> **Exercise requirements**:
• a. Render this sentence from the passage on Nordhaus and pollution into Spanish: "This was not at all the case when William Nordhaus began thinking about how the economy and the environment interrelate in the early 1970s."
• b. In the passage on Nordhaus and pollution, what year is given for the MIT report that warned about global warming?
• c. Pick up the passage on Nordhaus and the economic solution to pollution after its final sentence and carry it forward.

Nordhaus and the Economic Solution to Pollution

So we have, with Romer, a general equilibrium model for thinking about why people produce new technology. The connection with Nordhaus comes in a problem that is both caused by, and potentially solved by, growth. In 2018, even an ignoramus knows the terms “climate change” and “global warming”. This was not at all the case when William Nordhaus began thinking about how the economy and the environment interrelate in the early 1970s.

Growth as a policy goal was fairly unobjectionable as a policy goal in 1960: indeed, a greater capability of making goods, and of making war, seemed a necessity for both the Free and Soviet worlds. But by the early 1970s, environmental concerns arose. The Club of Rome warned that we were going to run out of resources if we continued to use them so unsustainably: resources are of course finite, and there are therefore “limits to growth”. Beyond just running out of resources, growth could also be harmful because of negative externalities on the environment, particularly the newfangled idea of global warming an MIT report warned about in 1970.

[Saved data entries]
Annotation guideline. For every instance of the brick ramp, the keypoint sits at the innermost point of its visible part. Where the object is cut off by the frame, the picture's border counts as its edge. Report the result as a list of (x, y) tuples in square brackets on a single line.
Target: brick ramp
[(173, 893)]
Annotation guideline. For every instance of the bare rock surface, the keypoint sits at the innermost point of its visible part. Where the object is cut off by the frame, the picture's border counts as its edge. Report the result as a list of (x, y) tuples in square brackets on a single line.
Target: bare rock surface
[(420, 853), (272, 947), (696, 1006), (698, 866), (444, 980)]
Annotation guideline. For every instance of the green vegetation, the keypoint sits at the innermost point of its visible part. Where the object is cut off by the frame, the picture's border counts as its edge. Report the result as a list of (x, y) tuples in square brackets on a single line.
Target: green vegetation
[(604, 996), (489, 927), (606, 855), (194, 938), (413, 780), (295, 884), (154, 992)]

> **Task results**:
• a. Esto no era en absoluto así cuando William Nordhaus comenzó a pensar en cómo se interrelacionan la economía y el medio ambiente a principios de la década de 1970.

• b. 1970.

• c.
Nordhaus treated those ideas both seriously and skeptically. In a 1974 AER P&P, he notes that technological progress or adequate factor substitution allow us to avoid “limits to growth”. To put it simply, whales are limited in supply, and hence whale oil is as well, yet we light many more rooms than we did in 1870 due to new technologies and substitutes for whale oil. Despite this skepticism, Nordhaus does show concern for the externalities of growth on global warming, giving a back-of-the-envelope calculation that along a projected Solow-type growth path, the amount of carbon in the atmosphere will reach a dangerous 487ppm by 2030, surprisingly close to our current estimates. In a contemporaneous essay with Tobin, and in a review of an environmentalist’s “system dynamics” predictions of future economic collapse, Nordhaus reaches a similar conclusion: substitutable factors mean that running out of resources is not a huge concern, but rather the exact opposite, that we will have access to and use too many polluting resources, should worry us. That is tremendous foresight for someone writing in 1974!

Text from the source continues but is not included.